### Texto selecionado ###

Criar um carro que consegue conduzir sozinho é um esforço tecnológico que envolve diferentes tecnologias e que por norma estão distribuídas por diferentes empresas. A Intel quer ser a primeira a conseguir ter debaixo do mesmo teto toda a experiência e conhecimento para conseguir desenvolver veículos autónomos sem ficar dependente de terceiros. Passamos a explicar.

Os carros autónomos vão precisar de uma forte conectividade e a Intel é uma das empresas que está a posicionar-se como líder no segmento do 5G, estando já a testar chips que serão compatíveis com as redes móveis de nova geração.




Os driverless cars também vão precisar de processadores rápidos e unidades gráficas potentes para fazerem um grande volume de cálculos no mais curto espaço de tempo possível – é aqui que entram os processadores Xeon e os chamados field-programmable gate array (FPGA), circuitos integrados que podem ser configurados às necessidades específicas de cada tarefa para um rendimento superior. A isto juntam-se as ainda misteriosas memórias 3D XPoint, mas que prometem um desempenho superior ao das memórias DRAM agora usadas.

Os veículos com capacidades de condução autónoma vão também produzir um grande volume de dados: de acordo com as próprias expectativas da Intel, em 2020 serão gerados 4.000 GB de dados todos os dias apenas pelos carros autónomos. A Intel anunciou recentemente uma mudança na sua estratégia que contempla inclusive maior destaque para os centros de dados e não tanto para o desenvolvimento de processadores para computadores.

O que é que faltava à Intel? A tecnologia de computer vision, machine learning, análise de dados, localização e mapeamento. Não que a Intel não tivesse trabalhos nestas áreas, simplesmente não os tinha tão desenvolvidos como a Mobileye. Foi este motivo que levou a Intel a adquirir a tecnológica israelita por 15,3 mil milhões de dólares.

###

### Tarefas e exercícios
A – Transcreva do texto sobre a Intel o trecho que começa com "O que é que" e termina com "milhões de dólares.".
B – Segundo o texto sobre a Intel, por quanto foi adquirida a Mobileye?
As linhas que se seguem nada têm a ver com o texto sobre a Intel.

### Linhas fornecidas ###

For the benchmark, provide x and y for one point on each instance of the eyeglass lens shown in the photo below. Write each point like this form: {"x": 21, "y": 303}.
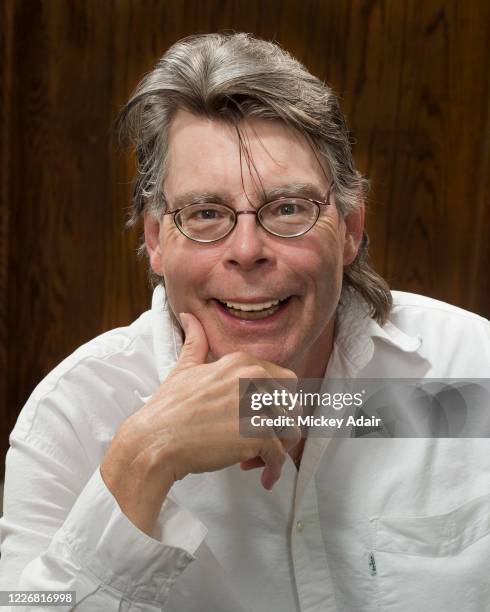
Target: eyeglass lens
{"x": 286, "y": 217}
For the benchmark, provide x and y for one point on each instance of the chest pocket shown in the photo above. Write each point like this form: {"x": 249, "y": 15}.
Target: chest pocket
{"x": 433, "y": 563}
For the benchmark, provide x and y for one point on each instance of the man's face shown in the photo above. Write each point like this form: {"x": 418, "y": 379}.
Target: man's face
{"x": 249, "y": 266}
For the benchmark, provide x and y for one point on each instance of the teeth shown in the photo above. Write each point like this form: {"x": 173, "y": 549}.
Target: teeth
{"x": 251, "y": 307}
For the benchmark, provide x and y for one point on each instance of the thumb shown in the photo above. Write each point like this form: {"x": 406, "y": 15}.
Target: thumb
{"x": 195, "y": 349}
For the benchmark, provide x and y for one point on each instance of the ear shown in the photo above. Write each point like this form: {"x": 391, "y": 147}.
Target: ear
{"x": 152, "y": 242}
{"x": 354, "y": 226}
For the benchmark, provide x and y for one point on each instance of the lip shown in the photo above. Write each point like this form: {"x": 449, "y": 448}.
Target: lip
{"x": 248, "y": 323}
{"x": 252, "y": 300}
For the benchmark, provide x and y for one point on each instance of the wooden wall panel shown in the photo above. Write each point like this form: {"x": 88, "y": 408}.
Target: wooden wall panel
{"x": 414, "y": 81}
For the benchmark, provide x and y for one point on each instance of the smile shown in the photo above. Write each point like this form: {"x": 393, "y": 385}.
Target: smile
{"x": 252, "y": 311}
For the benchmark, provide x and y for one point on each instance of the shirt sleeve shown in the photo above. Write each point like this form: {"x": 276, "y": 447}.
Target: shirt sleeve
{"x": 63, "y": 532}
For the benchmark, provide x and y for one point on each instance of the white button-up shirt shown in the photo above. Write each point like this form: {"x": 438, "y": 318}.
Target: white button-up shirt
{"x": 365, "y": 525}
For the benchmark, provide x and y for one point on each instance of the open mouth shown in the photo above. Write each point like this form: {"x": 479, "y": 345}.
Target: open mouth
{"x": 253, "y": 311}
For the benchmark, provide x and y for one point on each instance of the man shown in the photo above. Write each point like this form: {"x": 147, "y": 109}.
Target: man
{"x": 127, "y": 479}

###
### Linhas fornecidas ###

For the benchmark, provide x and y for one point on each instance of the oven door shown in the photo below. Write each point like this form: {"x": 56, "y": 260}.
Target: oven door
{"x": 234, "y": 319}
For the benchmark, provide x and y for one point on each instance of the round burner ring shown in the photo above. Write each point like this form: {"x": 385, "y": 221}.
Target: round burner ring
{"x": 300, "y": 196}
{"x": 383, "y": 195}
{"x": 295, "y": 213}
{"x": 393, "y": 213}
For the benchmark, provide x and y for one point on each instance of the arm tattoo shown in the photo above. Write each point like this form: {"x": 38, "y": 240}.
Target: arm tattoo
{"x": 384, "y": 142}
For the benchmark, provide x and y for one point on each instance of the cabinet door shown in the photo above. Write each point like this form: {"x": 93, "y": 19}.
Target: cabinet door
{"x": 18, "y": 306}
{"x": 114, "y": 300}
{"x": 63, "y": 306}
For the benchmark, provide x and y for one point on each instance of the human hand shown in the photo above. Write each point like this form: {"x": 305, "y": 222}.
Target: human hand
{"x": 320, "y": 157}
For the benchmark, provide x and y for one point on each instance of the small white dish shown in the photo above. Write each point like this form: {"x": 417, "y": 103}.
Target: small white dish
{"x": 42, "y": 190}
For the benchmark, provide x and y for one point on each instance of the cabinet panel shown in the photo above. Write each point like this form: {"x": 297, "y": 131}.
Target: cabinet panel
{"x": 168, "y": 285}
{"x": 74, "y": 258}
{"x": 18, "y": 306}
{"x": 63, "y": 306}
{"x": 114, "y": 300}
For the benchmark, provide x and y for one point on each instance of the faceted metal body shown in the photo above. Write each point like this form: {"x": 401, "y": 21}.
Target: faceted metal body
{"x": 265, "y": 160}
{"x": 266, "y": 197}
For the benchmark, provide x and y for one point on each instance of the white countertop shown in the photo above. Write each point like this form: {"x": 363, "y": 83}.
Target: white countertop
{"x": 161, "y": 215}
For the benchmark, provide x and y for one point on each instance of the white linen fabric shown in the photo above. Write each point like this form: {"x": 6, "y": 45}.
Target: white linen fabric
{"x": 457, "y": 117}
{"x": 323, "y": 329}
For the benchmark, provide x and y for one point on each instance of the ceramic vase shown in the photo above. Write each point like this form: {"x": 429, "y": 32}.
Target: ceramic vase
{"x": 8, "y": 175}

###

### Respostas
A –
O que é que faltava à Intel? A tecnologia de computer vision, machine learning, análise de dados, localização e mapeamento. Não que a Intel não tivesse trabalhos nestas áreas, simplesmente não os tinha tão desenvolvidos como a Mobileye. Foi este motivo que levou a Intel a adquirir a tecnológica israelita por 15,3 mil milhões de dólares.

B – Por 15,3 mil milhões de dólares.